* Given passage:
____

What would your life look like if you felt 20% happier?
Would that mean having more free time, quitting your job, moving up in your career or moving on from a relationship?
It’s an odd question, this idea of becoming 20% more happy, but why not ask it? When we think of happiness, we often see it as a far off goal — like a fabulous vacation we can’t afford. The truth is, no drastic changes need to be made to find your priceless kind of happiness in the present.
And what if you knew that it only took 30 minutes each day to do?
The answer lies in mindful meditation. A study review found that 30 minutes of meditation a day relieves symptoms of depression by up to 20% and anxiety by up to 10%. In other words sitting still, breathing deeply and witnessing your thoughts can lead to a happier you.
Brainwashing for the better
So here’s how the practice physiologically makes that happen in your body. I should preface this by saying I’m not a medical professional, but a journalist who has researched the topic, as well as a yoga practitioner for seven years and teacher of four years.
When you meditate over time, you create more gray matter in several regions of the brain. Hat tip to Neuroscientist Sara Lazar of Harvard Medical School, who scanned the brains of average people who meditated for 30-40 minutes a day and then scanned folks who matched demographically, but didn’t meditate, to find this conclusion.
This is neuroplasticity: The fact that whatever you engage in repeatedly, changes the way your neurons talk to one another in the brain. In other words, what you focus on expands chemically.
If you focus on what you perceive as negatives, which includes sadness, feeling anxious, having low self-esteem and so on, what often happens is you’ll get more of the same.
What we put on repeat in our brains, we tend to believe.
This is brainwashing, if you think about it. While it can be used to our detriment, we can also self-brainwash to our advantage in order to fuel the conditions for our happiness.
I began this mental experiment seven years ago after I first starting practicing yoga. For me, this meant repeating my mantra, “I no longer identify with depression” even when it wasn’t true.
I did other things, too, like smile while driving in my car when I didn’t feel like smiling. The thing is: Our brains chemically don’t know the difference between a genuine smile or a forced one. Both instances elicit the same feel-good chemical, dopamine.
Similarly, when you meditate, even if the thoughts are racing and you feel like you’re terrible at it, you’re still showing up and doing it. And it’s in that doing that things literally start to change in the brain.
Your brain on meditation
When you meditate, the connection between the Me Center (the medial prefrontal cortex) and the Fear Center (the amygdala) begins to break down. This, my friends, is why you should brainwash yourself.
An example of this in action is asking someone whom you really like for a date, being rejected and then thinking that there’s something inherently wrong with you or that you’re unlovable.

____

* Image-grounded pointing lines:
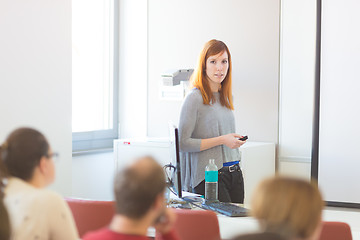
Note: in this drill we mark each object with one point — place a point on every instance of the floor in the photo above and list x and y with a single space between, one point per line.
231 227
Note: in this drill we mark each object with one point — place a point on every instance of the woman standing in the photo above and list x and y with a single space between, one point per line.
35 213
207 126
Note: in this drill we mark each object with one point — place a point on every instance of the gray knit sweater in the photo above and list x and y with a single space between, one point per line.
199 121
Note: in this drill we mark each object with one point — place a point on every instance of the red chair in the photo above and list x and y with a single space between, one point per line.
335 231
90 215
196 225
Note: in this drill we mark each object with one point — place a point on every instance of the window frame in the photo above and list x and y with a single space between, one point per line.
102 139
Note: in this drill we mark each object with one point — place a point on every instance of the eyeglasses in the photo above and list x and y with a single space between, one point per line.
54 156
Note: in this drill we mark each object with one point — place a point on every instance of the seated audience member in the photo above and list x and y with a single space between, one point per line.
4 217
140 203
260 236
289 207
35 213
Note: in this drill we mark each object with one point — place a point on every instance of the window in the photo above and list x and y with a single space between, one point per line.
94 74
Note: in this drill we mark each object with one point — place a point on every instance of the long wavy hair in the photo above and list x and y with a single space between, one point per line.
200 80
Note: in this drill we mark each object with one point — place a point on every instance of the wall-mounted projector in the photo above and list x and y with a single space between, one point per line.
173 77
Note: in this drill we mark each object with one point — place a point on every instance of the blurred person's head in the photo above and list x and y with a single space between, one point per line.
139 190
260 236
288 206
4 216
26 154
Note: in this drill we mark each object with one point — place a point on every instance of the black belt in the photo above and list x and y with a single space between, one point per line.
231 168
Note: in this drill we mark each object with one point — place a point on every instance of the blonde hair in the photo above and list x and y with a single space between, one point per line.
291 207
200 80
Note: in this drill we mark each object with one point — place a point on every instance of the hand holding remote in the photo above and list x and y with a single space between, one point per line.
243 138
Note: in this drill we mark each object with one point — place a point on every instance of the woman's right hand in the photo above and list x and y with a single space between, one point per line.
232 141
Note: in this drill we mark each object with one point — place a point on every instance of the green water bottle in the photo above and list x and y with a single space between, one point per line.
211 181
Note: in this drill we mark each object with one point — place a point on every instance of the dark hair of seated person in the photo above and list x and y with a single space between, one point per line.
260 236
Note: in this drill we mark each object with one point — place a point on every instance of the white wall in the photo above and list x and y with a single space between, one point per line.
339 102
297 74
179 29
35 75
133 68
93 175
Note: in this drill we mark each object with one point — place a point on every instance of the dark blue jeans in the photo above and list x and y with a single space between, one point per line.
230 186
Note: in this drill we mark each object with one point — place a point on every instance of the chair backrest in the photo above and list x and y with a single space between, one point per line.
196 225
335 231
91 215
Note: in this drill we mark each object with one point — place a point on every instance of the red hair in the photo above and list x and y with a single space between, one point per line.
200 80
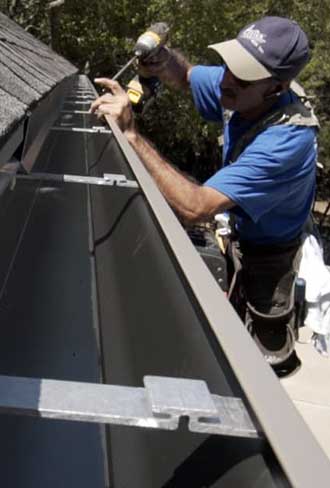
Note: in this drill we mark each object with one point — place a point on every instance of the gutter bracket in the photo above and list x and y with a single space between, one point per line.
159 405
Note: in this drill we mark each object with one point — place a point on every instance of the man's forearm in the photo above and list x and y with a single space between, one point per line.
180 193
172 69
191 201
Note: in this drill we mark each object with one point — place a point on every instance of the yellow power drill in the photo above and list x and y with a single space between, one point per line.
141 89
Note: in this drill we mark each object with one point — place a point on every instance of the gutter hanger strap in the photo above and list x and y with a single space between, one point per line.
158 406
108 179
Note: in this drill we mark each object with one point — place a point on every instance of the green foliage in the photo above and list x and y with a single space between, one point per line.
101 33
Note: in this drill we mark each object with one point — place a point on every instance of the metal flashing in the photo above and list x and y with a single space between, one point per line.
281 423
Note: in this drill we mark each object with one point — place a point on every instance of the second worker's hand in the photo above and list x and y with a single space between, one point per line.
114 103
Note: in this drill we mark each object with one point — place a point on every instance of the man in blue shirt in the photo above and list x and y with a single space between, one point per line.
268 179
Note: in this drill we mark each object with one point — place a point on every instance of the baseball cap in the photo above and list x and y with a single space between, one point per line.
270 47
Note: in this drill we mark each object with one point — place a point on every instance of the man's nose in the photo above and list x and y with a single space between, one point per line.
228 80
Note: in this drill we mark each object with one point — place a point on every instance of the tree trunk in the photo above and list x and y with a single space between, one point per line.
54 23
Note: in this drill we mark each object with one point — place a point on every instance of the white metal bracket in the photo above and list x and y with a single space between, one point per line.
157 406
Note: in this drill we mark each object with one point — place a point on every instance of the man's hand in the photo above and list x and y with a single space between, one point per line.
154 65
116 103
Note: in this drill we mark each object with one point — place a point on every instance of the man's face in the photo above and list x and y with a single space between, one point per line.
244 96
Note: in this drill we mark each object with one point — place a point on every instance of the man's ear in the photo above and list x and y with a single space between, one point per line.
277 90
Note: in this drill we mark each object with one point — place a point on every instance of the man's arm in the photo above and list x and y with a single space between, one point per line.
170 66
191 201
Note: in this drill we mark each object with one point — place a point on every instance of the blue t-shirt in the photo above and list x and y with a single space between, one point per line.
273 180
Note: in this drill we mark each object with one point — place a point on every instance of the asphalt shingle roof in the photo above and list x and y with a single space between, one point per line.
29 70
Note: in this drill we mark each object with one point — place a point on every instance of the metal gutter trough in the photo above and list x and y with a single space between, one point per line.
122 364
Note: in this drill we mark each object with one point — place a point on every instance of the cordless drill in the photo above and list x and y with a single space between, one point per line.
141 89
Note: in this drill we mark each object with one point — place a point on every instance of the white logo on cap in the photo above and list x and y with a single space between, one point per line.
255 37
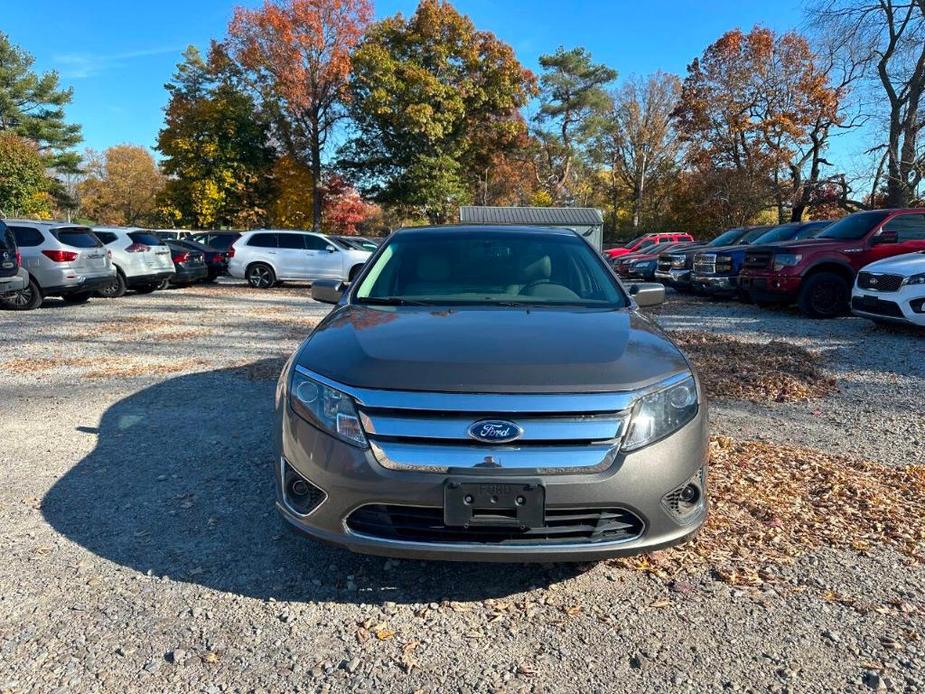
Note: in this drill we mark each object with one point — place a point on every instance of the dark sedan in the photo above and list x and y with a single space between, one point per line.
216 259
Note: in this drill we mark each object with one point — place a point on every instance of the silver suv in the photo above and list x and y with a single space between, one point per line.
13 278
265 257
142 260
62 259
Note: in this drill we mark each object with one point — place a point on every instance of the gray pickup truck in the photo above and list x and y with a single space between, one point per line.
491 394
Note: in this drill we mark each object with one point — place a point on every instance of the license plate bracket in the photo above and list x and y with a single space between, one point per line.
489 502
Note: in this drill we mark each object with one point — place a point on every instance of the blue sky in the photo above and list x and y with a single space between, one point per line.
117 55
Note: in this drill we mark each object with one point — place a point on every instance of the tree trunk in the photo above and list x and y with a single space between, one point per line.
317 198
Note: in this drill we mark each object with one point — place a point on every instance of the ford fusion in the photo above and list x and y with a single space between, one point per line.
491 394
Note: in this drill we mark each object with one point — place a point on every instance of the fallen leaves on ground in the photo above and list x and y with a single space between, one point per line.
22 365
774 371
772 503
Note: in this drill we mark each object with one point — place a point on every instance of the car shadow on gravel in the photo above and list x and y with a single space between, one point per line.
179 485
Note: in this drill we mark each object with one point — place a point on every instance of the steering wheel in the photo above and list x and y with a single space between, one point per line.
535 283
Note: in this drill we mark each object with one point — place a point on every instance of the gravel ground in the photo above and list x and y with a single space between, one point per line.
142 551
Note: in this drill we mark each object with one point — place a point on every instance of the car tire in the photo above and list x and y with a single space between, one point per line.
824 295
26 299
116 289
260 276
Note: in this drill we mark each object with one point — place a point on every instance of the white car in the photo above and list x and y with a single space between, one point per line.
892 290
268 256
141 259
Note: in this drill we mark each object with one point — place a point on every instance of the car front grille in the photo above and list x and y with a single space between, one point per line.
559 434
878 282
561 526
877 306
758 260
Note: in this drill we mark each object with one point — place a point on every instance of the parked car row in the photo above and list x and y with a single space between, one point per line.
870 263
40 259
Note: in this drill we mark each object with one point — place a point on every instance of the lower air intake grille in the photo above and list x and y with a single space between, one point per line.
562 526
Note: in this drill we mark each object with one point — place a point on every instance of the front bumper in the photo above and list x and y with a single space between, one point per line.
351 478
715 284
674 278
894 307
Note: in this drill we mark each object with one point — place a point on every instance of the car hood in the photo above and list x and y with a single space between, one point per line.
906 264
490 350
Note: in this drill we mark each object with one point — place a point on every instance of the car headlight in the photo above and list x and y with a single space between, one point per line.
659 413
782 260
326 408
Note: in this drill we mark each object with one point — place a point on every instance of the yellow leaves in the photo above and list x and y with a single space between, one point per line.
773 503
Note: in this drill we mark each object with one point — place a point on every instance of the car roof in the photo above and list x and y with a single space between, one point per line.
44 223
489 228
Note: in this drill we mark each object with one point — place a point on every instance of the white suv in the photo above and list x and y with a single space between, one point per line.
268 256
62 259
892 290
141 259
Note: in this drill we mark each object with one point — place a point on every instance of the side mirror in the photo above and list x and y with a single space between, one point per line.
885 237
648 293
328 291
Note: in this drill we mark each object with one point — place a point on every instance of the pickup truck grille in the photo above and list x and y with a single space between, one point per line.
561 526
560 433
877 282
758 260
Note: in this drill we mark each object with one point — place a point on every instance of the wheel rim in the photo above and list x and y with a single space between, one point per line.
23 297
260 277
826 298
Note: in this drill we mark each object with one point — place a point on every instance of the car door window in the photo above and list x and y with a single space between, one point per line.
263 241
907 227
291 241
27 236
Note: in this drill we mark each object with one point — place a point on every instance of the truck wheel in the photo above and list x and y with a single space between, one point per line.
25 299
824 295
115 289
260 276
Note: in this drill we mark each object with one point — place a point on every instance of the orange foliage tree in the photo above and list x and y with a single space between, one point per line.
297 53
759 106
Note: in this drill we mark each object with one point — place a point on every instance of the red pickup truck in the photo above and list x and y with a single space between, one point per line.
818 273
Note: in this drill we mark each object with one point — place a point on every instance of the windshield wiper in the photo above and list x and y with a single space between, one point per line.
392 301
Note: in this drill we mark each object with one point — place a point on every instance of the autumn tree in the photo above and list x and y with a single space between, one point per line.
297 55
751 105
216 147
32 106
433 101
121 186
891 36
572 96
636 143
23 184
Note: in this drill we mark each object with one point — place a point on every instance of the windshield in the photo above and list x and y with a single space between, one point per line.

____

* Task set:
1 - From the meditation article, reproduce the portion starting with "Would that mean" and going on through "a happier you.".
2 - Answer these questions using the meditation article:
(a) By up to what percentage does the study review say 30 minutes of daily meditation relieves symptoms of depression?
(b) Which neuroscientist scanned the brains of people who meditated for 30-40 minutes a day, and at what institution?
(c) What mantra did the writer repeat after starting yoga?

* List of answers:
1 -
Would that mean having more free time, quitting your job, moving up in your career or moving on from a relationship?
It’s an odd question, this idea of becoming 20% more happy, but why not ask it? When we think of happiness, we often see it as a far off goal — like a fabulous vacation we can’t afford. The truth is, no drastic changes need to be made to find your priceless kind of happiness in the present.
And what if you knew that it only took 30 minutes each day to do?
The answer lies in mindful meditation. A study review found that 30 minutes of meditation a day relieves symptoms of depression by up to 20% and anxiety by up to 10%. In other words sitting still, breathing deeply and witnessing your thoughts can lead to a happier you.

2 -
(a) Up to 20%.
(b) Sara Lazar of Harvard Medical School.
(c) "I no longer identify with depression."